Objective: Find each line in the records below that contains the word "berry" and copy those lines.

Dataset content:
============
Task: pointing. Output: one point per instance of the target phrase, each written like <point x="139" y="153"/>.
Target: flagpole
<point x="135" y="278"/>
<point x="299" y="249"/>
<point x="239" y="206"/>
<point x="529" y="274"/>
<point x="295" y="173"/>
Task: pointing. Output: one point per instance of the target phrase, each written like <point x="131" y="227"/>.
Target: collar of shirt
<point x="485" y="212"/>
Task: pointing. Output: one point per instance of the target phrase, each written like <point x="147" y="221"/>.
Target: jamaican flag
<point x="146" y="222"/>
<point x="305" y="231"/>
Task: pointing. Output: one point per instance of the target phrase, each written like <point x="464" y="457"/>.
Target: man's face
============
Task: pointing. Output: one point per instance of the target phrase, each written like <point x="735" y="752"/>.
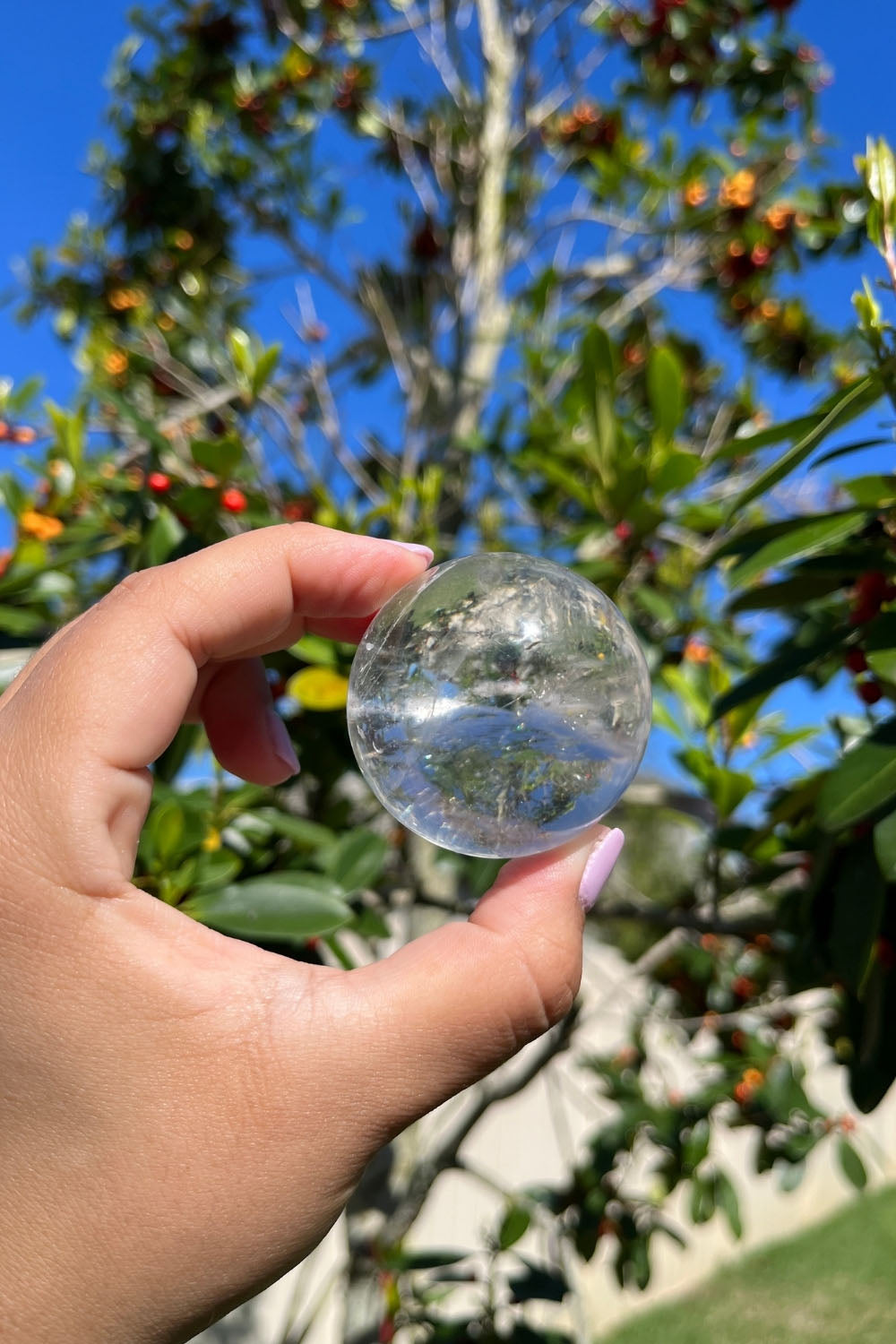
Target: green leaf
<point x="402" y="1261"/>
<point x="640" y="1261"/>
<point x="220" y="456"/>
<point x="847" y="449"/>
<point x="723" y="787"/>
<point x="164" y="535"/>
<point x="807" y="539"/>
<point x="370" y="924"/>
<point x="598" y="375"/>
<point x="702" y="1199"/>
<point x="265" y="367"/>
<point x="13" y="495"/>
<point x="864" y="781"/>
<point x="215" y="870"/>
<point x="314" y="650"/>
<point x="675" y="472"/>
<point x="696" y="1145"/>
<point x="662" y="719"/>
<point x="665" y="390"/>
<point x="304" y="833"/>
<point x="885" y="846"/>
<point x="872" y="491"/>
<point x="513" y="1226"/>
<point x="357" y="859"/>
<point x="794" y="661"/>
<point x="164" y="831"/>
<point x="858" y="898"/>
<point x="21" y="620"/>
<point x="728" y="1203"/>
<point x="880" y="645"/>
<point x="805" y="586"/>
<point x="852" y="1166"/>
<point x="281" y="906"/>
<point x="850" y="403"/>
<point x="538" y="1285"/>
============
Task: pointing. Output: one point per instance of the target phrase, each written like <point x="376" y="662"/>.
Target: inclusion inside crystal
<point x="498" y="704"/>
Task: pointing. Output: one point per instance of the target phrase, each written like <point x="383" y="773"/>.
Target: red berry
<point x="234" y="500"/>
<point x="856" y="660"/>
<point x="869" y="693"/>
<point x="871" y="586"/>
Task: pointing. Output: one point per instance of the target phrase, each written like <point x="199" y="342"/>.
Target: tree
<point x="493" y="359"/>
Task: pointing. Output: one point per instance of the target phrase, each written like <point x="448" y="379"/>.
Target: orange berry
============
Final result:
Target: red berry
Target: orange berry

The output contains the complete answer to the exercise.